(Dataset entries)
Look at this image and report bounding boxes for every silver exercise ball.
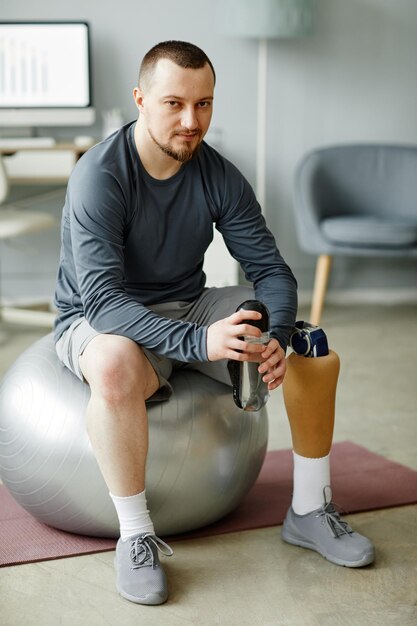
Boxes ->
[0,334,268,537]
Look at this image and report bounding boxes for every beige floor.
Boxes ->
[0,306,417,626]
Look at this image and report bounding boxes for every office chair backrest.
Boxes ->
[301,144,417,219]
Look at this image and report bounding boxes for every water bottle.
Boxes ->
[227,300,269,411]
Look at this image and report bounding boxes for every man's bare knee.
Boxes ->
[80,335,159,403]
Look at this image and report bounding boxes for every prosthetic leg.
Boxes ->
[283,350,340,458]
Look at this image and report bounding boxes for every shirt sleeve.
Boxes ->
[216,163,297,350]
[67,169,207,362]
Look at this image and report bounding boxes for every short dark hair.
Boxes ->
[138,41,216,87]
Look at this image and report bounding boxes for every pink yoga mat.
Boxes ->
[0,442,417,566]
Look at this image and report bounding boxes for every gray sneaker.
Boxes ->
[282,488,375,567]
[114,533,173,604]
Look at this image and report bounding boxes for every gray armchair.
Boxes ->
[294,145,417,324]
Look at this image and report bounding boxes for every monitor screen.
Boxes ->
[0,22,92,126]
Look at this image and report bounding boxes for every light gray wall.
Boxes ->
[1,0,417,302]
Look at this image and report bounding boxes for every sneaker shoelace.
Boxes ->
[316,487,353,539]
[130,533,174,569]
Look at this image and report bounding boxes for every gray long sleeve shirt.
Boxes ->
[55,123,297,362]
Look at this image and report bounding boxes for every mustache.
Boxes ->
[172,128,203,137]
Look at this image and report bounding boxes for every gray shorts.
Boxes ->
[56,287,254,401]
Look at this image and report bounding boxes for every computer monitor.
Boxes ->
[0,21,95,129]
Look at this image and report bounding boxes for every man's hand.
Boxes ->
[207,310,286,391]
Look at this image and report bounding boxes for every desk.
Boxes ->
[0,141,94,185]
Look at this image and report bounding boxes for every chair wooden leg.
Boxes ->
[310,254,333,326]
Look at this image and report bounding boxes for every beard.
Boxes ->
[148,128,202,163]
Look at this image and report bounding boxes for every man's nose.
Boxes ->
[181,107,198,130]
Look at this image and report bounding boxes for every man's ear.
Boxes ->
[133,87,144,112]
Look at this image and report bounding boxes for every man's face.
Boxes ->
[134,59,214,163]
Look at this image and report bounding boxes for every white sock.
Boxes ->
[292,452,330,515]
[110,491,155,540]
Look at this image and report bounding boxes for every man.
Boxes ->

* * *

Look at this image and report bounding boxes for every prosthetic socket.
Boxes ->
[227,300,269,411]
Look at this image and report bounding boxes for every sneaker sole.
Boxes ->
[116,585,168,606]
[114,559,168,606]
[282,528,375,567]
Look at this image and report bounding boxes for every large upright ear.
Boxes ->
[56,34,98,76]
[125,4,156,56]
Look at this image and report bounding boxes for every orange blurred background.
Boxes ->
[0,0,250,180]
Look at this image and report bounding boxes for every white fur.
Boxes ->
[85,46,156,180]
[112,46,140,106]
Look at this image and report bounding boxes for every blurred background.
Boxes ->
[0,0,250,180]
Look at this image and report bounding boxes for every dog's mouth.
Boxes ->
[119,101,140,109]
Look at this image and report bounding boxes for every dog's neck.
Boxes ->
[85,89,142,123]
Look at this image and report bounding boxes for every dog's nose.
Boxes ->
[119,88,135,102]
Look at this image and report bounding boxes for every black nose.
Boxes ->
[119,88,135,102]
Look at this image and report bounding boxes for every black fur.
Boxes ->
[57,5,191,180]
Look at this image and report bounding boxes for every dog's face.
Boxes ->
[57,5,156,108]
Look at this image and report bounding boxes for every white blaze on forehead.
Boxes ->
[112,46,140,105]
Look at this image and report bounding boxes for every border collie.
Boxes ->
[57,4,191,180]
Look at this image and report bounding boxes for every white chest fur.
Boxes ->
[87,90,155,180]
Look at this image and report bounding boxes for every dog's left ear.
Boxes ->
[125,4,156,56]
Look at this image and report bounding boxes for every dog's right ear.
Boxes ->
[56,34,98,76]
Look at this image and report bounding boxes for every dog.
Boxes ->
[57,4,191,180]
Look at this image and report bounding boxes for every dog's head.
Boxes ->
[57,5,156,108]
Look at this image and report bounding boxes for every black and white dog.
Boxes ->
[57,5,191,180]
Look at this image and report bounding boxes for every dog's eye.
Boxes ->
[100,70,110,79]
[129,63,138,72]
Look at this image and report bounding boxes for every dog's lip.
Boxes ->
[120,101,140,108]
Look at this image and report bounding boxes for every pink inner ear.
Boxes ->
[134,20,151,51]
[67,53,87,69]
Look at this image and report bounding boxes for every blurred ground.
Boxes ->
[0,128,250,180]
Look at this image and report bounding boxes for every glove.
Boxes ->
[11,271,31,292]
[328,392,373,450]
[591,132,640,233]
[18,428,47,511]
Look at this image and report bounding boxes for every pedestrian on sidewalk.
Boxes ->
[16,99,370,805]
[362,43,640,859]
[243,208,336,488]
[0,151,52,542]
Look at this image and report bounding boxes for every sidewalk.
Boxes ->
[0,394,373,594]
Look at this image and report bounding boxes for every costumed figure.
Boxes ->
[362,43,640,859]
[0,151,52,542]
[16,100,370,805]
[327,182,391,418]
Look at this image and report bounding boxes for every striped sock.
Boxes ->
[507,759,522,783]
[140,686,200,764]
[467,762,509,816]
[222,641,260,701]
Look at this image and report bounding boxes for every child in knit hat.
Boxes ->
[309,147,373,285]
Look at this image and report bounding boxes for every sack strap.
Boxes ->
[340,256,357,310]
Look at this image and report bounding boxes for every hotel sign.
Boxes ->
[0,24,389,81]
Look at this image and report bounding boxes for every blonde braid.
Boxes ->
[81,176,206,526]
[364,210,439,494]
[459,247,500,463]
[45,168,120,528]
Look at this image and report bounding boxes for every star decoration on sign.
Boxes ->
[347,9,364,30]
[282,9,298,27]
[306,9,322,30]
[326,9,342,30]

Requirement:
Can you rewrite the lines from the one with "Look at this image and report bounding boxes for every costumed" to the one with "[326,9,342,30]", both included, as a Markdown table with the columns Line No. and Content, leaving out any blank lines?

Result for this exercise:
| Line No. | Content |
|---|---|
| 1 | Look at this image and report bounding boxes for every costumed figure. |
| 2 | Boxes -> |
| 3 | [362,43,640,859] |
| 4 | [0,151,52,542] |
| 5 | [16,100,370,805] |
| 6 | [327,182,391,418] |
| 7 | Look at this image and report bounding boxes for every striped sock. |
| 8 | Boxes -> |
| 9 | [507,759,522,783] |
| 10 | [140,686,200,764] |
| 11 | [467,762,509,816] |
| 12 | [222,641,260,701] |
| 13 | Look at this image and report bounding boxes for every child in knit hat. |
| 14 | Boxes -> |
| 15 | [309,147,373,285] |
| 16 | Look at this image and report bounding boxes for every sack strap. |
| 17 | Boxes -> |
| 18 | [340,256,357,310] |
| 19 | Look at this image and report bounding boxes for every hotel sign. |
| 20 | Boxes -> |
| 21 | [0,24,389,81] |
| 22 | Look at this image and report bounding boxes for every blonde braid. |
| 23 | Boxes -> |
| 24 | [81,176,206,526] |
| 25 | [364,210,439,494] |
| 26 | [459,247,500,463] |
| 27 | [45,168,120,528] |
| 28 | Look at this image and report bounding boxes for every star decoration on sign. |
| 29 | Boxes -> |
| 30 | [347,9,364,30] |
| 31 | [282,9,298,27] |
| 32 | [306,9,322,30] |
| 33 | [326,9,342,30] |